* _Teks Bacaan_:
┏━━

PENGERTIAN SALAF DAN KHALAF
1.
Pengertian Salaf
Arti
salaf secara bahasa adalah pendahulu bagi suatu generasi. Sedangkan dalam
istilah syariah Islamiyah as-salaf itu ialah orang-orang pertama yang memahami,
mengimami, memperjuangkan serta mengajarkan Islam yang diambil langsung dari
shahabat Nabi salallahu ‘alaihi wa sallam, para tabi’in (kaum mukminin yang
mengambil ilmu dan pemahaman/murid dari para shahabat) dan para tabi’it tabi’in
(kaum mukminin yang mengambil ilmu dan pemahaman/murid dari tabi’in). istilah
yang lebih lengkap bagi mereka ini ialah as-salafus shalih. Selanjutnya
pemahaman as-salafus shalih terhadap Al-Qur’an dan Al-Hadits dinamakan
as-salafiyah. Sedangkan orang Islam yang ikut pemahaman ini dinamakan salafi.
Demikian pula dakwah kepada pemahaman ini dinamakan dakwah salafiyyah.
Definisi
salaf menurut Thablawi Mahmud Sa’ad, salaf artinya ulama terdahulu. Salaf
terkadang dimaksudkan untuk merujuk generasi sahabat, Tabi’in, para pemuka abad
ketiga dan para pengikutnya pada abad ke 4 H yang terdiri atas para muhadisain
dan yang lainnya. Salaf berarti pula ulama-ulama shalih yang hidup pada tiga
abad pertama islam. Sedangkan Mahmud Al-Bisyi Bisyi dalam Al-Firoq Al-Islamiyah
mendefinisikan salaf sebagai sahabat, tabi’in, dan tabi’in yang dapat diketahui
dari sikapnya menampik penafsiran yang mendalam mengenai sifat Allah yang
menyerupai saegala sesuatu yang baru untuk menyucikan dan menggunakannya.
Ibrahim
masykur menguraikan karakteristik ulama salaf atau salafiyah sebagai berikut:
- Mereka lebih mendahulukan riwayat (Naqli) dari pada dirayah (akal)
- Dalam persoalan pokok-pokok agama (ushuludin) dan persoalan-persoalan cabang agama (furu’adin), mereka hanya bertolak dari penjelasan dari Al-Kitab dan rasional.
- Mereka mengimani Allah tanpa perenungan lebih lanjut (tentang zat-Nya) dan tidak pula mempunyai paham antropomorpisme.
- Mereka memahami ayat-ayat Al-Qur’an sesuai dengan makna lahirnya dan tidak berupaya untuk mena’wilkannya.
Ciri khas golongan ini adalah,
mereka kembali kepada penafsiran harfiah (literalis) atau nash dan memunculkan
tradisi kalam dan hukum, sebagaimana ketika perkembangan pertama dalam islam,
terutama pemikiran-pemikiran Ahmad bin Hambal, serta menolak dominasi menolak
dominasi akal dalam memecahkan berbagai masalah keagamaan.

┗━━

* _Petunjuk Tugas_:
Jawablah pertanyaan berikut berdasarkan teks bacaan.
1. Apa arti salaf secara bahasa?
2. Menurut Thablawi Mahmud Sa'ad, apa arti salaf?
3. Menurut uraian Ibrahim Masykur, apa yang lebih didahulukan ulama salaf daripada dirayah (akal)?
Kerjakan hanya dengan berpegang pada teks bacaan ini.

* _Materi yang Disediakan_:
┏━━

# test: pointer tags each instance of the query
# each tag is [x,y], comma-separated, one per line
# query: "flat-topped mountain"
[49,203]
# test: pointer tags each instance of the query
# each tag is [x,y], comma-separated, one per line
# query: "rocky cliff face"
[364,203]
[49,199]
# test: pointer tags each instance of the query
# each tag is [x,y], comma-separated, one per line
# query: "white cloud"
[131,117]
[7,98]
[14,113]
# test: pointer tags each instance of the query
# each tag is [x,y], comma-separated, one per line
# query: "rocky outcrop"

┗━━

* _Penyelesaian Soal_:
1. Salaf secara bahasa berarti pendahulu bagi suatu generasi.
2. Menurut Thablawi Mahmud Sa'ad, salaf artinya ulama terdahulu.
3. Ulama salaf lebih mendahulukan riwayat (naqli) daripada dirayah (akal).